→ **Aim of the task**
Go through the listing that follows and report the number of lines with the string "business" in them, nothing more.

━━━━━━

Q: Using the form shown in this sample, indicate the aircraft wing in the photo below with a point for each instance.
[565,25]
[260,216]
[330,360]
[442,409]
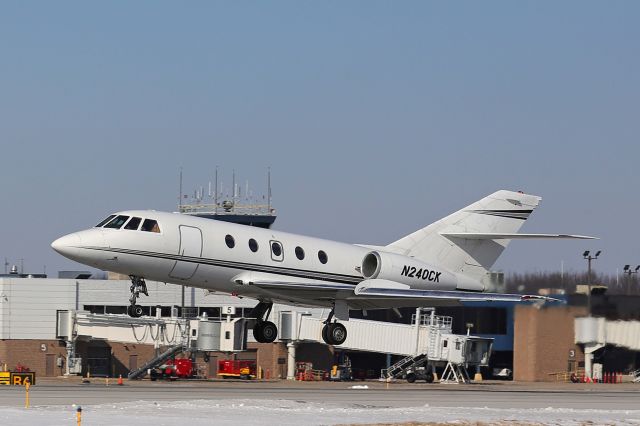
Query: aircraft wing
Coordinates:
[498,236]
[374,293]
[384,289]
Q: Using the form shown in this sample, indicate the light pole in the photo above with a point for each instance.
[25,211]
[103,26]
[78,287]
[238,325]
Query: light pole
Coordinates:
[589,258]
[627,270]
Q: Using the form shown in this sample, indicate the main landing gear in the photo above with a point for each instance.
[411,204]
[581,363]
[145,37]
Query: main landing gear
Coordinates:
[333,333]
[263,331]
[138,285]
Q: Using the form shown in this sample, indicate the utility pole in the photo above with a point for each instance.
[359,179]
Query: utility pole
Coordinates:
[589,258]
[627,271]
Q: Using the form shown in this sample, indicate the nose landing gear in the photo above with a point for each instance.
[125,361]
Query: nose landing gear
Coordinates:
[333,333]
[138,285]
[263,331]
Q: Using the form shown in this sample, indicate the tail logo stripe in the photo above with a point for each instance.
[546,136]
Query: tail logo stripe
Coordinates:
[511,214]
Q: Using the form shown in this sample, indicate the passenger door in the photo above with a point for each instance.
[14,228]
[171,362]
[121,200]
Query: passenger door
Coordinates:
[191,249]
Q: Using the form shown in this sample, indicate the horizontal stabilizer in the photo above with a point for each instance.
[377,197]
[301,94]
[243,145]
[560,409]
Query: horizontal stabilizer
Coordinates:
[391,289]
[499,236]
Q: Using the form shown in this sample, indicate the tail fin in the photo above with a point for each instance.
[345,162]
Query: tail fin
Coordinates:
[502,212]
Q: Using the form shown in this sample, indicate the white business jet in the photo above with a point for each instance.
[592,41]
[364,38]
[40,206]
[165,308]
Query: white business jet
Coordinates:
[442,264]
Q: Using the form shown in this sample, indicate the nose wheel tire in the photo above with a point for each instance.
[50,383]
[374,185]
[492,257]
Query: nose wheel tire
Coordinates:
[334,333]
[134,311]
[265,332]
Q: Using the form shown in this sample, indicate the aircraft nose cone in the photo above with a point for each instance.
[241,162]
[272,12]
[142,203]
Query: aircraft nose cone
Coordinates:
[64,244]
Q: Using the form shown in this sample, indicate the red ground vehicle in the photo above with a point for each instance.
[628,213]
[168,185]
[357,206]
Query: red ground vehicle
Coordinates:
[244,369]
[174,369]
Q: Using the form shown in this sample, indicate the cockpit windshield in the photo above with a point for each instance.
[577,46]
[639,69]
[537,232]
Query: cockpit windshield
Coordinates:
[117,222]
[130,223]
[105,220]
[150,225]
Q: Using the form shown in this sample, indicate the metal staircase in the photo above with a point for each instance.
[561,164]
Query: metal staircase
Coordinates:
[405,364]
[140,372]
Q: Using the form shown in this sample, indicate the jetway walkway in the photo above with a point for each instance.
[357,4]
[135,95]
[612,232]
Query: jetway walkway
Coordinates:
[427,341]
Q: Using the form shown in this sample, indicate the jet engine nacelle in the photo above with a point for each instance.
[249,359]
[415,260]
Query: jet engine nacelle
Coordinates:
[407,270]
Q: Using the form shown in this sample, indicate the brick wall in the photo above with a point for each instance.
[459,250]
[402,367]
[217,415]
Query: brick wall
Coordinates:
[543,339]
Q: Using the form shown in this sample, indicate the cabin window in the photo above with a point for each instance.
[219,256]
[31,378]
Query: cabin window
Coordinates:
[150,225]
[105,220]
[276,251]
[276,248]
[117,222]
[133,223]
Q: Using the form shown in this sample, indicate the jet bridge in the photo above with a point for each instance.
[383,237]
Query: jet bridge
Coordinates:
[428,341]
[173,335]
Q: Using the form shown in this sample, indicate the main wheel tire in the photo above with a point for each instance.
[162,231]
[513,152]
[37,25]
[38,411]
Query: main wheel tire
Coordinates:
[269,332]
[257,332]
[336,333]
[325,335]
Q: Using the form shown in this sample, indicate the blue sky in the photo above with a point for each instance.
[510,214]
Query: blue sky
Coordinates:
[376,118]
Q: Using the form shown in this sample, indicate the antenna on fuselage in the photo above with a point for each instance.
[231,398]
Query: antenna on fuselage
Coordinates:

━━━━━━

→ **Completed exercise**
2